What is asked
Copy out the listing that follows, exact in every word, and skip the images.
※ ※ ※
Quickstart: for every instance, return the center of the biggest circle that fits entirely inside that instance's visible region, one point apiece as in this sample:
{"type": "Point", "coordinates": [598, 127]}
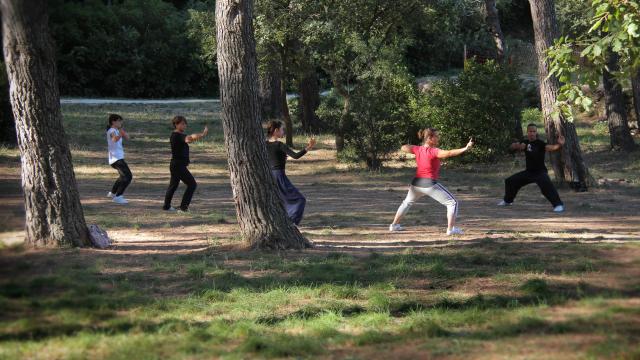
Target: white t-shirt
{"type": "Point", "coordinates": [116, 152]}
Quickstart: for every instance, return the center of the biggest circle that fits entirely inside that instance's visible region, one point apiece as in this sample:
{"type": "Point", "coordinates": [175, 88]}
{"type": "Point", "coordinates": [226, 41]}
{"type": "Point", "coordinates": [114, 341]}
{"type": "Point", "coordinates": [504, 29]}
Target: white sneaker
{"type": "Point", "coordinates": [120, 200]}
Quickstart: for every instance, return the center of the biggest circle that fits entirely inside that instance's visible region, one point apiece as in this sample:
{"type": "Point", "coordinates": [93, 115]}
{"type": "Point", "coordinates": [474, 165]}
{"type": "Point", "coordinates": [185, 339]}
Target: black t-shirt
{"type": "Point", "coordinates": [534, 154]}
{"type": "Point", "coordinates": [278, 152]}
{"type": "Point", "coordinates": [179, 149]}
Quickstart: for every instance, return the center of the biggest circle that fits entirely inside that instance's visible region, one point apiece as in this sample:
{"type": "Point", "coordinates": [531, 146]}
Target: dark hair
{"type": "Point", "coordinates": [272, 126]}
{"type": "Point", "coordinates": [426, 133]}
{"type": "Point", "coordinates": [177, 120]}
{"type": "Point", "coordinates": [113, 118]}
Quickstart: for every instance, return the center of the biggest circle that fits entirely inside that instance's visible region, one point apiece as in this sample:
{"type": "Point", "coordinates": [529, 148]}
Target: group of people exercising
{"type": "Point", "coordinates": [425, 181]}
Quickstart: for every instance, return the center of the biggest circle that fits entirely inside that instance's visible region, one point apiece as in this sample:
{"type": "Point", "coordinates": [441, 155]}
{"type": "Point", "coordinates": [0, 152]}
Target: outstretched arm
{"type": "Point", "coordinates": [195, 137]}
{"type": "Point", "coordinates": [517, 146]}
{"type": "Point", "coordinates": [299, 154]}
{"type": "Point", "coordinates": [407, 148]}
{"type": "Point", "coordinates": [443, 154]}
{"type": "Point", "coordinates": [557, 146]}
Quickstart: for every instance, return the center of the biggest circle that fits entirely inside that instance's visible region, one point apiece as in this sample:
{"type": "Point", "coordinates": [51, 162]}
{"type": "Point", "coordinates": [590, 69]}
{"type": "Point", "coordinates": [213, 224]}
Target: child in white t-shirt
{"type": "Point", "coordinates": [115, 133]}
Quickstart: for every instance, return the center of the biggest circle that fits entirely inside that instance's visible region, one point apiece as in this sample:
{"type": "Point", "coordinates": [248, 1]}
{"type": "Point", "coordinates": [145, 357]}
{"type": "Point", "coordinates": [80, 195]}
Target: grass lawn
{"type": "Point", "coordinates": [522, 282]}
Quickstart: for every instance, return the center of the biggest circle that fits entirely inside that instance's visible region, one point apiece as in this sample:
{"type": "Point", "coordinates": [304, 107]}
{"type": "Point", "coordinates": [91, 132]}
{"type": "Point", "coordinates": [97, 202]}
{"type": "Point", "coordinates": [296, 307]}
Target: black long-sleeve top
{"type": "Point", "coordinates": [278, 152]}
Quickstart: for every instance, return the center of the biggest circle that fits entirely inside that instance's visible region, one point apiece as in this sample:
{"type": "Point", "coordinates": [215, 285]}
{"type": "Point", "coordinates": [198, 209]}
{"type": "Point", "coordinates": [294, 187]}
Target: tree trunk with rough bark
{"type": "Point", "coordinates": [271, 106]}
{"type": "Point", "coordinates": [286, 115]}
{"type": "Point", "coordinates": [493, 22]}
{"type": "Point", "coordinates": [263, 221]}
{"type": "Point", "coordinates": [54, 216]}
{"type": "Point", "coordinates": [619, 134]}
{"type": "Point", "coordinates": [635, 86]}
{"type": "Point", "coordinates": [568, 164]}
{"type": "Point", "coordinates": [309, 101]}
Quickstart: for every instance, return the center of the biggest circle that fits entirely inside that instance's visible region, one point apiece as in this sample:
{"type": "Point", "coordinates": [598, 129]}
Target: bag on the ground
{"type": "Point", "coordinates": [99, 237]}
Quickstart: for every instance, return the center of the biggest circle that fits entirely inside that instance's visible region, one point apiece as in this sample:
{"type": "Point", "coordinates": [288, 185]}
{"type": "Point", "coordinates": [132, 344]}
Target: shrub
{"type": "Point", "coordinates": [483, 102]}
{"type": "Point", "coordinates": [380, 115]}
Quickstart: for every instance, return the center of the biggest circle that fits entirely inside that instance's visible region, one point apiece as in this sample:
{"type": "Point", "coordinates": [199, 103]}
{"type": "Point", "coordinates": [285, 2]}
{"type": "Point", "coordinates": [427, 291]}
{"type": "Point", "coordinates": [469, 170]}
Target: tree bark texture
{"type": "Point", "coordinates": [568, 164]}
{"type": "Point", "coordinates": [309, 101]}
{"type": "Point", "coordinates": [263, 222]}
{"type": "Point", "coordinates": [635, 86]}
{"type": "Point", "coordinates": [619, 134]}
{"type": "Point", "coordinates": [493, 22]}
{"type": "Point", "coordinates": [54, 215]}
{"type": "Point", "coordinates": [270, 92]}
※ ※ ※
Exercise result
Quickstart: for every instance, return the center of the biggest circle that fits entirely inside that instance's visible region, one point apiece as in this sample:
{"type": "Point", "coordinates": [598, 127]}
Target: white t-shirt
{"type": "Point", "coordinates": [116, 152]}
Quickstart: for every instance, return the center of the biggest circle that fits entirely inside that instance's visible region, one point apiece as in this sample:
{"type": "Point", "coordinates": [175, 88]}
{"type": "Point", "coordinates": [226, 41]}
{"type": "Point", "coordinates": [114, 341]}
{"type": "Point", "coordinates": [504, 29]}
Target: white sneaker
{"type": "Point", "coordinates": [120, 200]}
Quickstart: for every instance, return the center of the biggest circle that fits entirely inside that instance's visible region, one point apiece as in this sample:
{"type": "Point", "coordinates": [93, 115]}
{"type": "Point", "coordinates": [474, 165]}
{"type": "Point", "coordinates": [185, 339]}
Target: black t-shirt
{"type": "Point", "coordinates": [534, 154]}
{"type": "Point", "coordinates": [278, 152]}
{"type": "Point", "coordinates": [179, 149]}
Quickstart: for every instance, return the center of the biggest circle that fits entirely inside that instance's visible region, one point apiece as in this sample:
{"type": "Point", "coordinates": [531, 146]}
Target: dark hair
{"type": "Point", "coordinates": [272, 126]}
{"type": "Point", "coordinates": [426, 133]}
{"type": "Point", "coordinates": [177, 120]}
{"type": "Point", "coordinates": [113, 118]}
Quickstart: for every instance, return the center of the biggest circle that fits entirely inside that instance's visible region, one point apiece as in this sample:
{"type": "Point", "coordinates": [529, 148]}
Target: group of people exercising
{"type": "Point", "coordinates": [425, 181]}
Quickstart: for every instance, return the center of the biggest circle that fits entirely inside that instance's visible region, one point apiece as in this sample:
{"type": "Point", "coordinates": [441, 155]}
{"type": "Point", "coordinates": [0, 152]}
Target: outstretched arm
{"type": "Point", "coordinates": [195, 137]}
{"type": "Point", "coordinates": [517, 146]}
{"type": "Point", "coordinates": [299, 154]}
{"type": "Point", "coordinates": [407, 148]}
{"type": "Point", "coordinates": [443, 154]}
{"type": "Point", "coordinates": [557, 146]}
Quickstart: for every instance, return the center of the biggest circle that fits entirely inside that instance's visible region, one point apiece as in this sample:
{"type": "Point", "coordinates": [51, 162]}
{"type": "Point", "coordinates": [590, 69]}
{"type": "Point", "coordinates": [213, 224]}
Target: child in white t-shirt
{"type": "Point", "coordinates": [115, 133]}
Quickstart: for every instance, return the center of the biggest circle that fits entirely inside that instance's visible region, one point apiece as in this sample:
{"type": "Point", "coordinates": [248, 1]}
{"type": "Point", "coordinates": [145, 357]}
{"type": "Point", "coordinates": [80, 195]}
Target: grass lawn
{"type": "Point", "coordinates": [522, 282]}
Quickstart: for every instance, return the center of the biggest circle that fits entirely inside that instance's visible region, one point apiece as in this sample:
{"type": "Point", "coordinates": [304, 107]}
{"type": "Point", "coordinates": [91, 132]}
{"type": "Point", "coordinates": [97, 202]}
{"type": "Point", "coordinates": [296, 307]}
Target: black long-sleeve top
{"type": "Point", "coordinates": [278, 152]}
Quickstart: for every instance, return the center of the biggest circle that fits entirely inside that instance's visible region, one point apiece as in this sample:
{"type": "Point", "coordinates": [215, 285]}
{"type": "Point", "coordinates": [198, 209]}
{"type": "Point", "coordinates": [294, 187]}
Target: tree trunk with rough bark
{"type": "Point", "coordinates": [271, 106]}
{"type": "Point", "coordinates": [286, 115]}
{"type": "Point", "coordinates": [493, 22]}
{"type": "Point", "coordinates": [263, 221]}
{"type": "Point", "coordinates": [54, 216]}
{"type": "Point", "coordinates": [619, 134]}
{"type": "Point", "coordinates": [635, 86]}
{"type": "Point", "coordinates": [568, 164]}
{"type": "Point", "coordinates": [309, 101]}
Quickstart: for every instance, return the center of the biggest circle that fits entirely inside that instance's visible region, one point apiece as in this sample:
{"type": "Point", "coordinates": [598, 129]}
Target: bag on the ground
{"type": "Point", "coordinates": [99, 237]}
Quickstart: for every instance, return the center of the biggest circle that fits entirely inside that instance's visible region, one point apiece as in this sample:
{"type": "Point", "coordinates": [288, 185]}
{"type": "Point", "coordinates": [132, 344]}
Target: shrub
{"type": "Point", "coordinates": [483, 102]}
{"type": "Point", "coordinates": [380, 115]}
Quickstart: for every instance, return the center of the biggest circle that fits entirely inside that instance's visible region, one point apiece as in this sample:
{"type": "Point", "coordinates": [199, 103]}
{"type": "Point", "coordinates": [285, 2]}
{"type": "Point", "coordinates": [427, 291]}
{"type": "Point", "coordinates": [469, 170]}
Target: tree bark texture
{"type": "Point", "coordinates": [568, 164]}
{"type": "Point", "coordinates": [309, 101]}
{"type": "Point", "coordinates": [263, 222]}
{"type": "Point", "coordinates": [635, 86]}
{"type": "Point", "coordinates": [619, 134]}
{"type": "Point", "coordinates": [493, 22]}
{"type": "Point", "coordinates": [54, 215]}
{"type": "Point", "coordinates": [270, 92]}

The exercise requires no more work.